• _Set problem_: Update the rows below by changing each "collect in an array" to "gather into a list", and keep every other part of every row the same.

• _The records_:
* * * *
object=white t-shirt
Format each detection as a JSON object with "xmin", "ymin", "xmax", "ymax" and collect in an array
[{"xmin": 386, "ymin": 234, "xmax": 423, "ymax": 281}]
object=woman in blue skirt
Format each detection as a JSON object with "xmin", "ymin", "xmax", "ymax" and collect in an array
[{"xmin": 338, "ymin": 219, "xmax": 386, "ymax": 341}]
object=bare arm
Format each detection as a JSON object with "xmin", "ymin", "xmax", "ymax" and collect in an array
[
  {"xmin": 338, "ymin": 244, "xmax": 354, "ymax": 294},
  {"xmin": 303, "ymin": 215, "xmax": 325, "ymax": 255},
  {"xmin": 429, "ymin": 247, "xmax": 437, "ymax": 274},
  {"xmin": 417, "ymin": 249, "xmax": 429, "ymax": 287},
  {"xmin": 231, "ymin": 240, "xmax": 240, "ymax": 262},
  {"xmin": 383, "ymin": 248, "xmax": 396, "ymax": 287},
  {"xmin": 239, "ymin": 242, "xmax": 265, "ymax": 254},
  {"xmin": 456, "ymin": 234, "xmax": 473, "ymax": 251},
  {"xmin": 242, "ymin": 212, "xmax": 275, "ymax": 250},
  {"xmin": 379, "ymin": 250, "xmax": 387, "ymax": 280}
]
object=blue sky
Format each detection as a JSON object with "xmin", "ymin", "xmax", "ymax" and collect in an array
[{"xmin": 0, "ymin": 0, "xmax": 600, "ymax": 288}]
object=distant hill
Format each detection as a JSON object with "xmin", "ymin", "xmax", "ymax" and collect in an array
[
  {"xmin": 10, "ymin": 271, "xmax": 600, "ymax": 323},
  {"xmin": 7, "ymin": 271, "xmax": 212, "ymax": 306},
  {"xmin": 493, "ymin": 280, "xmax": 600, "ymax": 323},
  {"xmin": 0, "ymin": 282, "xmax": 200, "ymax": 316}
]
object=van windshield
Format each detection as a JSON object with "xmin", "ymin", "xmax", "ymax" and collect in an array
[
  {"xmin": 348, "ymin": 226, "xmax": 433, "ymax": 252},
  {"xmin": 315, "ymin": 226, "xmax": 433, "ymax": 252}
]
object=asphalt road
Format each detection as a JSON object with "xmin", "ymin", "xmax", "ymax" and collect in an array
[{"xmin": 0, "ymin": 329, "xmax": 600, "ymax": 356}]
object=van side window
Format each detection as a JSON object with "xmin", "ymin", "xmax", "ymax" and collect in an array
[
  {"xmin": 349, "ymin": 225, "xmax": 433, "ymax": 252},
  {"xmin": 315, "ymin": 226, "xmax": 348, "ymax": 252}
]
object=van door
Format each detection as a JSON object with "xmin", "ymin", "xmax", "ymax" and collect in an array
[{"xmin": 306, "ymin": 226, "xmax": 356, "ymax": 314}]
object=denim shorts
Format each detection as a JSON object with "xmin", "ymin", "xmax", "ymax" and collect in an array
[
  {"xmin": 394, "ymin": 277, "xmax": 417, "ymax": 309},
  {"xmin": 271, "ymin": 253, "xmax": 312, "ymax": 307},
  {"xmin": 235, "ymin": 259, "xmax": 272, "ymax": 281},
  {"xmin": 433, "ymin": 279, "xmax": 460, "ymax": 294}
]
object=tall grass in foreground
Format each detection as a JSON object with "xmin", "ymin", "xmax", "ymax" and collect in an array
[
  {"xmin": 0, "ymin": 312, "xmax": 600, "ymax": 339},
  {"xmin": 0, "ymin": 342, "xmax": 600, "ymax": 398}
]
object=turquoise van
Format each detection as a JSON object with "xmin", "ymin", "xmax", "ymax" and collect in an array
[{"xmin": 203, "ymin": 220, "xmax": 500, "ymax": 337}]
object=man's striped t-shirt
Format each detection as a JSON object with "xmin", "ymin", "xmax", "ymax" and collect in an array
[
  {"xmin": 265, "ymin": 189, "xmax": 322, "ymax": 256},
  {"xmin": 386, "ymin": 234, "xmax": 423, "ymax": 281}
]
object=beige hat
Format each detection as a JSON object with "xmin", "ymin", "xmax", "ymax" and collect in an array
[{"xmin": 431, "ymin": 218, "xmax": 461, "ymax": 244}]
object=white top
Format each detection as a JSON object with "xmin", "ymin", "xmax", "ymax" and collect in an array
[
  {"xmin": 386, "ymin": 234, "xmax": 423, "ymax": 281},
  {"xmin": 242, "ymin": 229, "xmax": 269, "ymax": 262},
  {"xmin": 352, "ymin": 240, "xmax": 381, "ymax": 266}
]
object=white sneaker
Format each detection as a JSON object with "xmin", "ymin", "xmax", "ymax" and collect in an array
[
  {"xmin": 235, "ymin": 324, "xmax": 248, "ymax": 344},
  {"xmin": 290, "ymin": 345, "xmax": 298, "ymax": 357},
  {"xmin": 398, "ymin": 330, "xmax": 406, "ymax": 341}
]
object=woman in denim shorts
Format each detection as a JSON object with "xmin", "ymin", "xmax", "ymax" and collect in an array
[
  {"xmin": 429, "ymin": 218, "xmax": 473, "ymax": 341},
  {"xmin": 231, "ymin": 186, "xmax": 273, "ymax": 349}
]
* * * *
• _Solution to the exercise_:
object=white t-shirt
Format each detection as a JSON object with "xmin", "ymin", "xmax", "ymax" and gather into a list
[{"xmin": 386, "ymin": 234, "xmax": 423, "ymax": 281}]
object=woman in blue skirt
Format each detection as a JSON object with "xmin", "ymin", "xmax", "ymax" and gather into a list
[{"xmin": 338, "ymin": 219, "xmax": 386, "ymax": 341}]
object=bare arm
Format each detection as a JSON object with "xmin", "ymin", "xmax", "ymax" and gather into a list
[
  {"xmin": 338, "ymin": 244, "xmax": 354, "ymax": 294},
  {"xmin": 303, "ymin": 215, "xmax": 325, "ymax": 255},
  {"xmin": 429, "ymin": 247, "xmax": 437, "ymax": 274},
  {"xmin": 417, "ymin": 249, "xmax": 429, "ymax": 287},
  {"xmin": 231, "ymin": 240, "xmax": 240, "ymax": 262},
  {"xmin": 383, "ymin": 248, "xmax": 396, "ymax": 287},
  {"xmin": 239, "ymin": 242, "xmax": 265, "ymax": 254},
  {"xmin": 456, "ymin": 234, "xmax": 473, "ymax": 251},
  {"xmin": 242, "ymin": 212, "xmax": 275, "ymax": 250},
  {"xmin": 379, "ymin": 250, "xmax": 387, "ymax": 280}
]
object=blue sky
Format each detection as a JSON object with "xmin", "ymin", "xmax", "ymax" and gather into a list
[{"xmin": 0, "ymin": 0, "xmax": 600, "ymax": 288}]
object=distant hill
Format each detection as a JSON object with "xmin", "ymin", "xmax", "ymax" and gather into a list
[
  {"xmin": 10, "ymin": 271, "xmax": 600, "ymax": 323},
  {"xmin": 7, "ymin": 271, "xmax": 212, "ymax": 306},
  {"xmin": 493, "ymin": 280, "xmax": 600, "ymax": 323},
  {"xmin": 0, "ymin": 282, "xmax": 200, "ymax": 316}
]
object=van windshield
Format each detection as a JSON object with "xmin", "ymin", "xmax", "ymax" and gather into a list
[
  {"xmin": 348, "ymin": 226, "xmax": 433, "ymax": 252},
  {"xmin": 315, "ymin": 226, "xmax": 433, "ymax": 252}
]
object=asphalt road
Format each detection as a JSON object with "xmin", "ymin", "xmax", "ymax" and gather into a list
[{"xmin": 0, "ymin": 329, "xmax": 600, "ymax": 356}]
object=van side window
Format each detection as a JSON object with "xmin", "ymin", "xmax", "ymax" and gather into a list
[
  {"xmin": 349, "ymin": 225, "xmax": 433, "ymax": 252},
  {"xmin": 315, "ymin": 226, "xmax": 348, "ymax": 252}
]
object=van door
Format each detection as a JSON object with "xmin", "ymin", "xmax", "ymax" and gather into a list
[{"xmin": 306, "ymin": 226, "xmax": 356, "ymax": 314}]
object=denim shorts
Format each detection as a JSON object with "xmin", "ymin", "xmax", "ymax" and gather into a list
[
  {"xmin": 394, "ymin": 277, "xmax": 417, "ymax": 309},
  {"xmin": 271, "ymin": 253, "xmax": 312, "ymax": 307},
  {"xmin": 235, "ymin": 259, "xmax": 272, "ymax": 281},
  {"xmin": 433, "ymin": 279, "xmax": 460, "ymax": 294}
]
object=tall grass in foreground
Format each detection as a JSON object with "xmin", "ymin", "xmax", "ymax" and gather into a list
[
  {"xmin": 0, "ymin": 312, "xmax": 600, "ymax": 339},
  {"xmin": 0, "ymin": 342, "xmax": 600, "ymax": 398}
]
object=turquoise van
Format each detection as a JSON object with "xmin", "ymin", "xmax", "ymax" and gather into a list
[{"xmin": 203, "ymin": 220, "xmax": 500, "ymax": 337}]
object=man's striped t-shirt
Format each detection as a JSON object with "xmin", "ymin", "xmax", "ymax" and gather into a list
[
  {"xmin": 265, "ymin": 189, "xmax": 322, "ymax": 256},
  {"xmin": 386, "ymin": 234, "xmax": 423, "ymax": 281}
]
object=beige hat
Format each detection as a JSON object with "xmin", "ymin", "xmax", "ymax" and gather into a list
[{"xmin": 431, "ymin": 218, "xmax": 461, "ymax": 244}]
object=white top
Format each detection as a JSON object with "xmin", "ymin", "xmax", "ymax" and gather into a list
[
  {"xmin": 386, "ymin": 234, "xmax": 423, "ymax": 281},
  {"xmin": 242, "ymin": 229, "xmax": 269, "ymax": 262},
  {"xmin": 352, "ymin": 240, "xmax": 381, "ymax": 266}
]
object=white sneaker
Format each detection as a JSON object with "xmin", "ymin", "xmax", "ymax" and gather into a list
[
  {"xmin": 235, "ymin": 324, "xmax": 248, "ymax": 344},
  {"xmin": 290, "ymin": 345, "xmax": 298, "ymax": 357},
  {"xmin": 398, "ymin": 330, "xmax": 406, "ymax": 341}
]
object=woman in denim shorts
Format each detection as a JSON object with "xmin", "ymin", "xmax", "ymax" and gather into a list
[
  {"xmin": 429, "ymin": 218, "xmax": 473, "ymax": 341},
  {"xmin": 231, "ymin": 186, "xmax": 273, "ymax": 349}
]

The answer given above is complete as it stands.